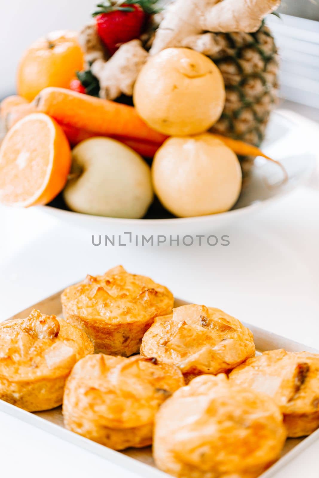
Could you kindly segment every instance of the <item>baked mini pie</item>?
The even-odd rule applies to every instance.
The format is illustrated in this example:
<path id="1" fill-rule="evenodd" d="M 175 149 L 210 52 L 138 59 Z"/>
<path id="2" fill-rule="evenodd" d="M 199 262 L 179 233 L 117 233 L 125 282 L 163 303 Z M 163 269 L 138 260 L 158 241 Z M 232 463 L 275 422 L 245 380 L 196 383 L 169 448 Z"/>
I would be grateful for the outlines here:
<path id="1" fill-rule="evenodd" d="M 38 310 L 1 323 L 0 399 L 29 412 L 61 405 L 73 366 L 93 350 L 82 330 Z"/>
<path id="2" fill-rule="evenodd" d="M 157 467 L 178 478 L 255 478 L 279 457 L 286 431 L 270 397 L 202 375 L 160 409 L 153 454 Z"/>
<path id="3" fill-rule="evenodd" d="M 185 384 L 174 366 L 99 354 L 76 364 L 63 398 L 67 428 L 115 450 L 152 442 L 160 405 Z"/>
<path id="4" fill-rule="evenodd" d="M 309 435 L 319 427 L 319 355 L 264 352 L 235 369 L 230 378 L 273 397 L 288 436 Z"/>
<path id="5" fill-rule="evenodd" d="M 219 309 L 183 305 L 157 317 L 143 337 L 140 353 L 174 364 L 186 382 L 205 373 L 231 370 L 255 354 L 253 336 Z"/>
<path id="6" fill-rule="evenodd" d="M 168 289 L 121 266 L 88 275 L 62 295 L 66 320 L 93 342 L 96 353 L 128 357 L 138 352 L 143 335 L 157 315 L 172 312 Z"/>

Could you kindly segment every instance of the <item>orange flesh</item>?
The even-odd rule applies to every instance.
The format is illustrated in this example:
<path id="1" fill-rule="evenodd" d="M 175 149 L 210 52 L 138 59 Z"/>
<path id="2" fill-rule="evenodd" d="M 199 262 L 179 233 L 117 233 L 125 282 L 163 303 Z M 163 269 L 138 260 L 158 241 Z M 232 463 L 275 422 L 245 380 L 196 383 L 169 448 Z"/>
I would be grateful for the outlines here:
<path id="1" fill-rule="evenodd" d="M 0 148 L 0 202 L 28 207 L 50 202 L 62 190 L 71 151 L 61 127 L 46 115 L 17 123 Z"/>
<path id="2" fill-rule="evenodd" d="M 27 121 L 13 132 L 10 148 L 1 157 L 1 201 L 25 201 L 40 189 L 49 164 L 51 136 L 47 125 L 37 120 Z"/>

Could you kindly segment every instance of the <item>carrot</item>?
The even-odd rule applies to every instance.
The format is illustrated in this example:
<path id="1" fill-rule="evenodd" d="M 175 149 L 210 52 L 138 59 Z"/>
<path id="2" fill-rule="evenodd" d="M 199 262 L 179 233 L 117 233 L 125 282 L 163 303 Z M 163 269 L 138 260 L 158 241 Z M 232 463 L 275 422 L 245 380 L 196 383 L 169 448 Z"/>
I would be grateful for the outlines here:
<path id="1" fill-rule="evenodd" d="M 11 96 L 8 96 L 4 99 L 3 99 L 0 104 L 0 114 L 4 117 L 16 106 L 20 105 L 26 105 L 29 101 L 25 98 L 22 96 L 18 96 L 17 95 L 12 95 Z"/>
<path id="2" fill-rule="evenodd" d="M 287 181 L 287 172 L 281 163 L 279 163 L 279 161 L 276 161 L 275 159 L 273 159 L 272 158 L 270 158 L 269 156 L 266 156 L 257 146 L 254 146 L 252 144 L 248 144 L 247 143 L 244 142 L 243 141 L 233 140 L 231 138 L 227 138 L 221 134 L 215 134 L 214 133 L 213 136 L 217 139 L 220 140 L 220 141 L 222 141 L 224 144 L 232 150 L 236 154 L 239 154 L 240 156 L 261 156 L 269 161 L 275 163 L 281 168 L 284 173 L 283 182 L 286 182 Z"/>
<path id="3" fill-rule="evenodd" d="M 59 124 L 66 133 L 66 136 L 71 146 L 75 146 L 81 141 L 88 140 L 89 138 L 93 138 L 95 136 L 93 133 L 86 130 L 79 130 L 74 126 L 71 126 L 69 124 L 65 124 L 63 123 Z"/>
<path id="4" fill-rule="evenodd" d="M 95 136 L 115 135 L 156 143 L 166 138 L 148 126 L 134 108 L 115 101 L 54 87 L 45 88 L 34 101 L 37 111 Z"/>
<path id="5" fill-rule="evenodd" d="M 60 126 L 61 126 L 72 146 L 76 146 L 81 141 L 88 139 L 89 138 L 93 138 L 96 136 L 89 131 L 87 131 L 85 130 L 79 130 L 75 128 L 74 126 L 70 126 L 70 125 L 60 123 Z M 132 148 L 132 150 L 138 152 L 139 154 L 146 158 L 152 158 L 161 146 L 159 143 L 141 141 L 139 140 L 125 138 L 123 136 L 113 136 L 108 137 L 112 137 L 113 139 L 117 140 L 118 141 L 121 141 L 124 144 L 126 144 L 127 146 Z"/>
<path id="6" fill-rule="evenodd" d="M 146 141 L 131 139 L 128 138 L 121 138 L 114 136 L 115 140 L 118 140 L 138 152 L 139 154 L 145 158 L 153 158 L 161 145 L 158 143 L 151 143 Z"/>
<path id="7" fill-rule="evenodd" d="M 35 112 L 34 105 L 32 103 L 14 106 L 4 116 L 5 125 L 8 129 L 10 130 L 19 120 L 22 120 L 30 113 Z"/>

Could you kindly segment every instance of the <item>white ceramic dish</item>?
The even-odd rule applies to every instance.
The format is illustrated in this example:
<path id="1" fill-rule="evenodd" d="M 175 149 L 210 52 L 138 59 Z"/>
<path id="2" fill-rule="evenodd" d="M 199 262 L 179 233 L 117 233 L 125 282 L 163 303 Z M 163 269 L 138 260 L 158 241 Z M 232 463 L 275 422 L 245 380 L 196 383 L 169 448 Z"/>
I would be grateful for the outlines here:
<path id="1" fill-rule="evenodd" d="M 196 217 L 130 219 L 82 214 L 52 206 L 38 207 L 62 221 L 109 234 L 125 231 L 149 235 L 192 234 L 215 231 L 278 200 L 310 177 L 318 161 L 316 128 L 318 125 L 315 123 L 296 113 L 284 109 L 274 112 L 262 149 L 285 166 L 288 181 L 274 185 L 280 183 L 282 178 L 280 168 L 264 158 L 256 158 L 249 185 L 233 209 L 227 212 Z"/>
<path id="2" fill-rule="evenodd" d="M 54 314 L 61 316 L 62 306 L 60 295 L 62 291 L 47 297 L 44 300 L 16 314 L 11 319 L 26 317 L 32 309 L 38 309 L 44 314 Z M 175 306 L 187 304 L 176 299 Z M 306 346 L 267 332 L 258 327 L 245 324 L 253 332 L 257 350 L 259 352 L 276 348 L 285 348 L 291 352 L 306 351 L 318 353 L 318 351 Z M 0 411 L 7 413 L 19 420 L 43 430 L 62 440 L 87 450 L 104 458 L 107 461 L 121 467 L 123 470 L 131 471 L 141 478 L 169 478 L 170 475 L 163 473 L 155 467 L 152 456 L 151 447 L 144 448 L 129 448 L 124 452 L 117 452 L 95 443 L 87 438 L 66 430 L 63 426 L 61 407 L 47 412 L 30 413 L 0 400 Z M 297 455 L 319 438 L 319 430 L 305 438 L 290 438 L 287 440 L 281 457 L 260 478 L 271 478 L 276 472 L 284 467 Z"/>

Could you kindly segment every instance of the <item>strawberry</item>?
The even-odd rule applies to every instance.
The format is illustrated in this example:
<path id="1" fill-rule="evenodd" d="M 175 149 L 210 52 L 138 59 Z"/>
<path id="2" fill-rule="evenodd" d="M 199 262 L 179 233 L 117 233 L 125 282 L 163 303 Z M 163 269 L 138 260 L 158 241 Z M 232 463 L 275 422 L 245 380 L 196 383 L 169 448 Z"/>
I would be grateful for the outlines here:
<path id="1" fill-rule="evenodd" d="M 99 85 L 98 78 L 92 75 L 90 70 L 77 71 L 77 77 L 70 83 L 70 89 L 78 93 L 99 96 Z"/>
<path id="2" fill-rule="evenodd" d="M 123 43 L 138 38 L 149 14 L 159 11 L 153 5 L 157 0 L 126 0 L 125 2 L 107 0 L 97 6 L 98 33 L 110 55 Z"/>
<path id="3" fill-rule="evenodd" d="M 73 91 L 77 91 L 77 93 L 82 93 L 86 94 L 85 88 L 83 86 L 79 80 L 75 78 L 74 80 L 71 80 L 70 82 L 70 89 Z"/>

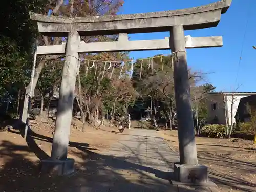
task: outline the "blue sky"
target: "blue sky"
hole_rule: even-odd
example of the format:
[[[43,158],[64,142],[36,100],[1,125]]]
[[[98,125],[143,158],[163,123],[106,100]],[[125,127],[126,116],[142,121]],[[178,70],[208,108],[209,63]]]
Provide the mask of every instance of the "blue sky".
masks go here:
[[[189,8],[208,4],[214,0],[126,0],[119,14],[140,13]],[[255,0],[233,0],[228,11],[222,15],[217,27],[186,31],[192,37],[223,36],[223,46],[219,48],[188,49],[188,66],[207,74],[207,82],[217,87],[218,91],[256,92],[256,7]],[[247,29],[246,21],[248,20]],[[244,40],[244,36],[246,34]],[[168,32],[130,34],[131,40],[163,39]],[[244,42],[242,49],[243,42]],[[243,49],[242,59],[239,58]],[[169,50],[131,52],[135,59],[157,54],[168,54]],[[237,82],[236,79],[238,74]]]

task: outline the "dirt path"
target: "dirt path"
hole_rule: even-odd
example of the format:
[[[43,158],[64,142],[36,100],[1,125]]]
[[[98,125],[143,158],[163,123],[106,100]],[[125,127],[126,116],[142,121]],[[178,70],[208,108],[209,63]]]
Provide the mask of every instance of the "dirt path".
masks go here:
[[[177,131],[160,133],[178,151]],[[256,191],[256,147],[252,141],[198,137],[196,142],[199,163],[208,167],[220,191]]]
[[[118,134],[114,128],[104,127],[87,127],[83,133],[79,123],[72,123],[69,147],[69,157],[75,159],[77,172],[68,177],[38,174],[39,160],[51,152],[50,125],[32,122],[27,143],[17,130],[1,133],[0,191],[178,191],[168,181],[178,154],[156,131],[125,130]]]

_____

課題の条件: 上のレコードのうち、「of the <item>strawberry</item>?」を含む行から「73 91 L 77 91」を含む行までを、両端の行も含めて一字一句たがえずに書き写しなさい。

正しい出力:
Could you kindly segment every instance of the <item>strawberry</item>?
The even-odd rule applies to every instance.
The format is illustrated in this example:
<path id="1" fill-rule="evenodd" d="M 175 149 L 210 52 L 138 59 Z"/>
<path id="2" fill-rule="evenodd" d="M 199 262 L 179 233 L 117 233 L 125 282 L 163 303 Z M 163 269 L 138 260 L 158 241 Z M 232 463 L 275 422 L 245 380 L 196 383 L 169 448 Z"/>
I would be grateful for the outlines here:
<path id="1" fill-rule="evenodd" d="M 99 85 L 98 78 L 92 75 L 90 70 L 77 71 L 77 77 L 70 83 L 70 89 L 78 93 L 99 96 Z"/>
<path id="2" fill-rule="evenodd" d="M 123 43 L 138 38 L 149 14 L 159 11 L 153 5 L 157 0 L 126 0 L 125 2 L 107 0 L 97 6 L 98 33 L 110 55 Z"/>
<path id="3" fill-rule="evenodd" d="M 73 91 L 77 91 L 77 93 L 82 93 L 86 94 L 85 88 L 83 86 L 79 80 L 75 78 L 74 80 L 71 80 L 70 82 L 70 89 Z"/>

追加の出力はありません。